### [Given passage]
Jonathan,

I think we are getting closer to each other, bit by bit (yay!).

My responses are interspersed below.

On 4/29/15 9:39 AM, Jonathan Gregory wrote:
Dear Jim, Chris et al.

I'm using the word "calendar" in a CF-consistent way, I believe. Maybe it's not
the best word for the concept, but nonetheless we have an attribute called
"calendar", and its sole function is indicate which algorithm is used to
translate between components of time (YMDhms) and elapsed time (in units of
time since a reference time). So perhaps that is consistent with "calendar"
being a collection of algorithms, in Chris's text, but it's more specific
than that. It has a particular function in the interpretation of CF time
values (usually coordinates). CF sect 4.4.1 says
"In order to calculate a new date and time given a base date, base time and a
time increment one must know what calendar to use."
and I think that is the sense in which I am using "calendar".
I agree that this is a CF-consistent usage of the word calendar, but it runs against natural usage, and I think it's worth keeping that in mind.
In the "real" world, we often start with UTC timestamps that have
leap seconds accounted for, yet convert them to elapsed times using
calculators that don't account for leap seconds. This can actually
lead to elapsed time values that encode a time discontinuity and
cannot be counted on to produce accurate differences between every
pair of values.
This is a problem, I agree. We should avoid that problem for future data by
making the conventions more precise about which calculator should be used
(which calendar, in the CF sense). We can't decide for sure what was done when
encoding past data, but the conventions string records the version of CF used.

### [Stated problem 1]
Answer these questions using the email on the CF calendar attribute.
(a) Which section of the CF conventions is quoted?
(b) According to the email, what is the sole function of the attribute called "calendar"?
(c) What does the conventions string record?
### [Stated problem 2]
Quote the email on the CF calendar attribute from "This is a problem, I" to "of CF used.".
The records that follow have no connection to the email on the CF calendar attribute.

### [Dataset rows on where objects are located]
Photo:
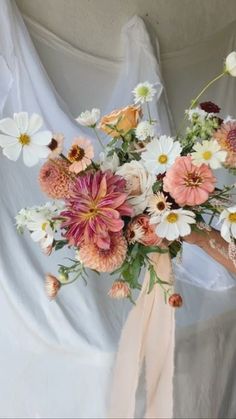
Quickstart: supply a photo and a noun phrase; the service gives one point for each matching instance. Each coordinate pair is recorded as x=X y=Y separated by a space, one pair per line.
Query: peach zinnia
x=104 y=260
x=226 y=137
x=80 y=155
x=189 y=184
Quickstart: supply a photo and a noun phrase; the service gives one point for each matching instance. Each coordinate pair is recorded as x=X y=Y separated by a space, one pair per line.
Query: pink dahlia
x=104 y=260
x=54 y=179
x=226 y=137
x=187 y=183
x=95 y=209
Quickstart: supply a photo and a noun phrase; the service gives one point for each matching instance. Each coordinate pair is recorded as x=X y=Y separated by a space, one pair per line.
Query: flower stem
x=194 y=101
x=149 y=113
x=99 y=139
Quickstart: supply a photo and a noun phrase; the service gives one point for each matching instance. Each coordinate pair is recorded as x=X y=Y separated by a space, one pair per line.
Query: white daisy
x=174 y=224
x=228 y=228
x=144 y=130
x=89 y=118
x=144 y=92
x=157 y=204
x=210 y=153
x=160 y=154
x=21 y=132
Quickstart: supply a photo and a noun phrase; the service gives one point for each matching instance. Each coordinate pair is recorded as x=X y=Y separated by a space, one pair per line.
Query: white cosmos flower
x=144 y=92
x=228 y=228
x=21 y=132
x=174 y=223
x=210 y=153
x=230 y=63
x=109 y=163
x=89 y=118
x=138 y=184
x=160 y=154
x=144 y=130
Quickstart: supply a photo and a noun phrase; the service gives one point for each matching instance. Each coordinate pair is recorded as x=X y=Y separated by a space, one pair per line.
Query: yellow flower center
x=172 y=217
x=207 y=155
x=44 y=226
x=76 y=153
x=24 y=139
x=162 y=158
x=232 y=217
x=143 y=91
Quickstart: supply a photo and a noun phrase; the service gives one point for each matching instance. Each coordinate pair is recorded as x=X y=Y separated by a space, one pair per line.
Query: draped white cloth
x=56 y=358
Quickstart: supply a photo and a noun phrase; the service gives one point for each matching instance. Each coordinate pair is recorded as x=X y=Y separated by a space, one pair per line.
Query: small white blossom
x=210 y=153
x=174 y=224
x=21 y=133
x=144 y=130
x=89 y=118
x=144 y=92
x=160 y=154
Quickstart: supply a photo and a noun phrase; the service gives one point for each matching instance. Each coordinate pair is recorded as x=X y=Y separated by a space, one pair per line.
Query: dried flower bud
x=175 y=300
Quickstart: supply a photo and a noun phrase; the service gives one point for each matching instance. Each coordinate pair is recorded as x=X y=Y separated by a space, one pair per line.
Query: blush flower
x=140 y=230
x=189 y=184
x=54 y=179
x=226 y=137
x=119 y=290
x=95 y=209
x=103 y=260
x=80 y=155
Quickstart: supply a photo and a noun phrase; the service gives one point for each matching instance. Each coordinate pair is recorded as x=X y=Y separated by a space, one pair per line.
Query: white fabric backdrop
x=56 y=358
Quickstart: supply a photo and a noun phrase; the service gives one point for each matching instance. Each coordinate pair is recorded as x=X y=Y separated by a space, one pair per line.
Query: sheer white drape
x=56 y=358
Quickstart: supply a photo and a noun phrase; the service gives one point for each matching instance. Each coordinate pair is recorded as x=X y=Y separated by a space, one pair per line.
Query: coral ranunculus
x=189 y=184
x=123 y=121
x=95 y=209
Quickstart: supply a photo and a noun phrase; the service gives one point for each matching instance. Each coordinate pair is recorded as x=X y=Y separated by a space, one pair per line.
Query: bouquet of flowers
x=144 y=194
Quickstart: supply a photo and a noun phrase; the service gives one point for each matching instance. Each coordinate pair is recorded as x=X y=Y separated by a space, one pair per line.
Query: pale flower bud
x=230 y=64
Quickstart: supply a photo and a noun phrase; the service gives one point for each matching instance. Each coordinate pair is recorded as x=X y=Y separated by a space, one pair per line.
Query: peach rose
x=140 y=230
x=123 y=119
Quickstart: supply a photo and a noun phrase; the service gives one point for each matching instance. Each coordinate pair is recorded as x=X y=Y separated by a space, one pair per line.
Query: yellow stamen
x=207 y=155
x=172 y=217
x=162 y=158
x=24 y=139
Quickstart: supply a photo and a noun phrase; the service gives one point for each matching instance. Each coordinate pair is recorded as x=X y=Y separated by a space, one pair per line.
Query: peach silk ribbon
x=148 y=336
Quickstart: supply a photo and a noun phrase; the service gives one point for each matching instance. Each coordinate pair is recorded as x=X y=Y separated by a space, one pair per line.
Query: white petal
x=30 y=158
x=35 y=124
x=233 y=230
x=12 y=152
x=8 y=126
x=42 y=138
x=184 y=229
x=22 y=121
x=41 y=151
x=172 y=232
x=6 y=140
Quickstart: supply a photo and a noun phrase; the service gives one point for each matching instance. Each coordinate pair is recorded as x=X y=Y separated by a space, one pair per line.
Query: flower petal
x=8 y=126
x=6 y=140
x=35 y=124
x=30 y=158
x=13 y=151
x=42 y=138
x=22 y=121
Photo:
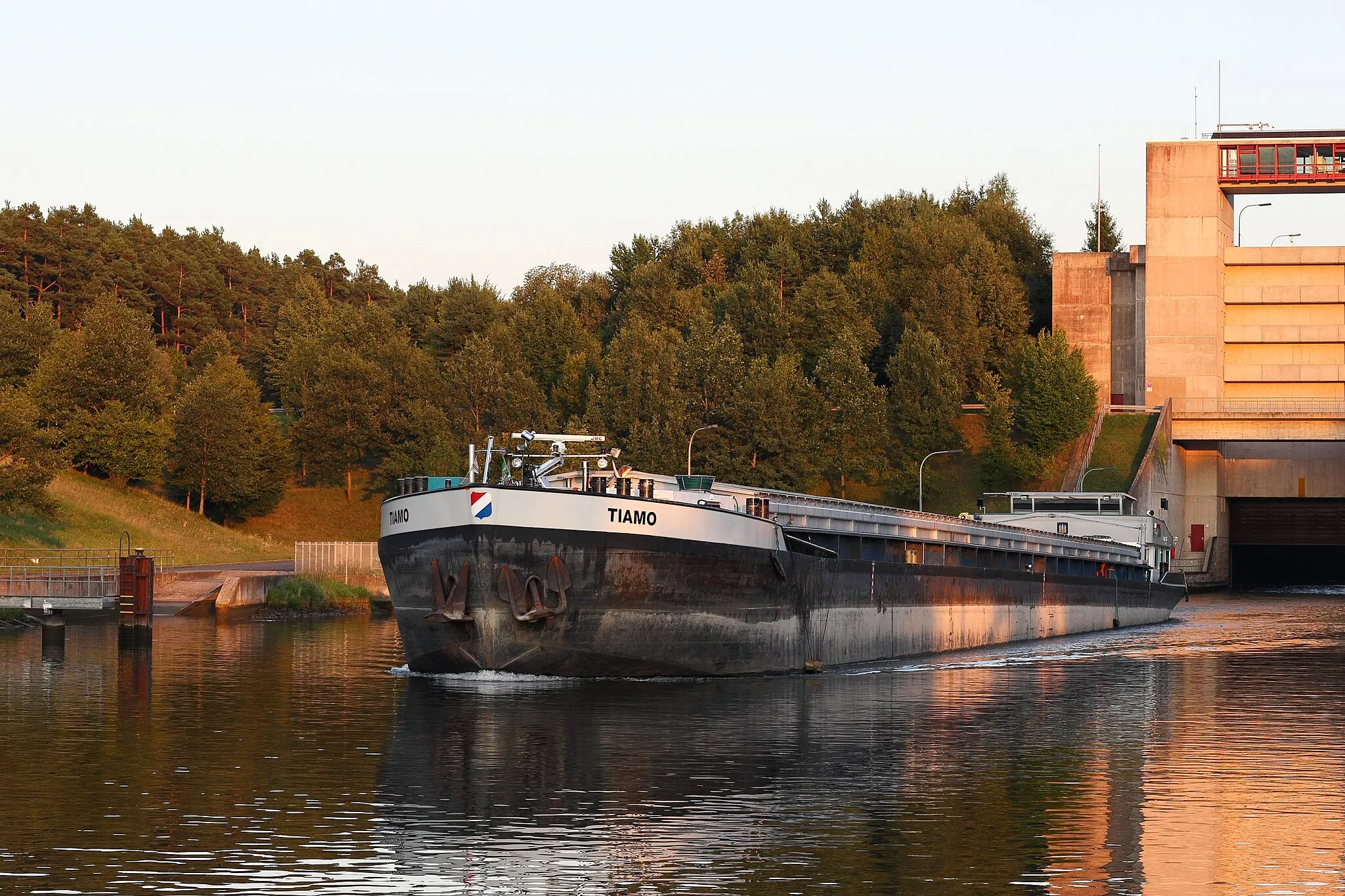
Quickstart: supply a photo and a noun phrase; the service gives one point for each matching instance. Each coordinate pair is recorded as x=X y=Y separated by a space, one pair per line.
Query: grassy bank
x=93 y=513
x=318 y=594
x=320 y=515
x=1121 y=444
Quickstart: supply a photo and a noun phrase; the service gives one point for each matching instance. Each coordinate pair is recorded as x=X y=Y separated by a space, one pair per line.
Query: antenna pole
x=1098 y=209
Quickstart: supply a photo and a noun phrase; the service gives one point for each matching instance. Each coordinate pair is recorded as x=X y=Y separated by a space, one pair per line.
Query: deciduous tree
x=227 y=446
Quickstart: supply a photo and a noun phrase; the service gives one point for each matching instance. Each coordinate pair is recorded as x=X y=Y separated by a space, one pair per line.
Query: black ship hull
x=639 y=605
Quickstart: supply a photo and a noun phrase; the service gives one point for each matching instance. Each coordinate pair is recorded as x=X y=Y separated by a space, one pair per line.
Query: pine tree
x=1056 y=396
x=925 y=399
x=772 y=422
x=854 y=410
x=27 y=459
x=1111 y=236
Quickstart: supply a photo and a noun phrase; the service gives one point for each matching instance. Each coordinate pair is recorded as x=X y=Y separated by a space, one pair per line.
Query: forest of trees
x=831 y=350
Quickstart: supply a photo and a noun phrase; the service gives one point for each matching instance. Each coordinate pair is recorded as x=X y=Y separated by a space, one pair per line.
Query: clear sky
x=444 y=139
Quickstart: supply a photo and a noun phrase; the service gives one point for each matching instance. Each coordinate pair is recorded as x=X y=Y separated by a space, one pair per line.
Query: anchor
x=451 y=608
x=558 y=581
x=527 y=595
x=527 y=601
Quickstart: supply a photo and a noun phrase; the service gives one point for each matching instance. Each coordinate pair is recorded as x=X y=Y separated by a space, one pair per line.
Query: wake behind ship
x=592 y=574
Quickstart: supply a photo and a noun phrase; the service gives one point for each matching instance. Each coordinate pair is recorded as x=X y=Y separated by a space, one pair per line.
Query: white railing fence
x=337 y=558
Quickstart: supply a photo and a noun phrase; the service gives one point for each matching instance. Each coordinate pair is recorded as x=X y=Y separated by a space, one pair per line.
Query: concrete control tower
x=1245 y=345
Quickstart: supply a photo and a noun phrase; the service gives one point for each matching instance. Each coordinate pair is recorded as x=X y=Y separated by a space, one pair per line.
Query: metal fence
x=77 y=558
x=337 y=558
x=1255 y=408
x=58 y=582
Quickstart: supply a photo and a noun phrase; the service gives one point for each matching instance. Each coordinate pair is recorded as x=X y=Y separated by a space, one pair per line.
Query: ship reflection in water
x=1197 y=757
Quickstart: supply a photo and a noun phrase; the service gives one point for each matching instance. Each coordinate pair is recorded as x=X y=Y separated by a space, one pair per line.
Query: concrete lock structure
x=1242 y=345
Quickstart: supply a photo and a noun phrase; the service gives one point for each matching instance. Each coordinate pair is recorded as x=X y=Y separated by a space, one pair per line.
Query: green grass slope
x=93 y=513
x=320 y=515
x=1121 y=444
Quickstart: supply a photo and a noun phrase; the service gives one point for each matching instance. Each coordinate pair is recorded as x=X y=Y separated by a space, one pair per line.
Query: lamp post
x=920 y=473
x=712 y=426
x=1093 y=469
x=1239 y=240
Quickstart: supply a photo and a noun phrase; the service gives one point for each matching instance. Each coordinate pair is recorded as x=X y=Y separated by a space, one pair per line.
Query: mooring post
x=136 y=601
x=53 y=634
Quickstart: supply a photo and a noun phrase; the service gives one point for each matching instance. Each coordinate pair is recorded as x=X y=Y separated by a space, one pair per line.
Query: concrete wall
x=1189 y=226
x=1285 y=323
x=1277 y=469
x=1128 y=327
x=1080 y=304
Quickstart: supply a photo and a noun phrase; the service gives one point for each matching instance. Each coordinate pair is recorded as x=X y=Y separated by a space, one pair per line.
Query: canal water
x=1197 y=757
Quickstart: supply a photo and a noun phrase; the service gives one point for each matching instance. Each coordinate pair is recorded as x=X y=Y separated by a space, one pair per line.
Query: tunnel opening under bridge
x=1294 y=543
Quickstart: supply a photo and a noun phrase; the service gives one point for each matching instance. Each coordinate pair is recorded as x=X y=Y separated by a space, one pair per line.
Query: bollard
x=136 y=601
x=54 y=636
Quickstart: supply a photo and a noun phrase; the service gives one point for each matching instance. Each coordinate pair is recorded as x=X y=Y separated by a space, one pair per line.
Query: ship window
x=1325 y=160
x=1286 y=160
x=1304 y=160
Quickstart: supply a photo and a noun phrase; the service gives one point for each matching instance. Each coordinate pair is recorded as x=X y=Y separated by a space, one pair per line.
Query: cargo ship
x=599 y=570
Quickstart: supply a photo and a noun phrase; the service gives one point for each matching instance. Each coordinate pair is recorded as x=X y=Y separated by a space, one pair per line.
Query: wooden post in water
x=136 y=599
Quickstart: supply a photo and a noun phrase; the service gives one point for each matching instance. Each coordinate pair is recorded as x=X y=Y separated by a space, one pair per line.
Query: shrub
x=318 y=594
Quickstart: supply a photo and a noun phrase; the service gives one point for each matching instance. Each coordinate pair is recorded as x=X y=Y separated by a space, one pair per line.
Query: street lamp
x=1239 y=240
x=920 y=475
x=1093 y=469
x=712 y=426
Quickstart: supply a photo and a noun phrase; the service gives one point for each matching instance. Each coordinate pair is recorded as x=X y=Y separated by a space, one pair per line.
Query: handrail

### [Written answer 1]
(a) Section 4.4.1.
(b) To indicate which algorithm is used to translate between components of time (YMDhms) and elapsed time (in units of time since a reference time).
(c) The version of CF used.

### [Written answer 2]
This is a problem, I agree. We should avoid that problem for future data by
making the conventions more precise about which calculator should be used
(which calendar, in the CF sense). We can't decide for sure what was done when
encoding past data, but the conventions string records the version of CF used.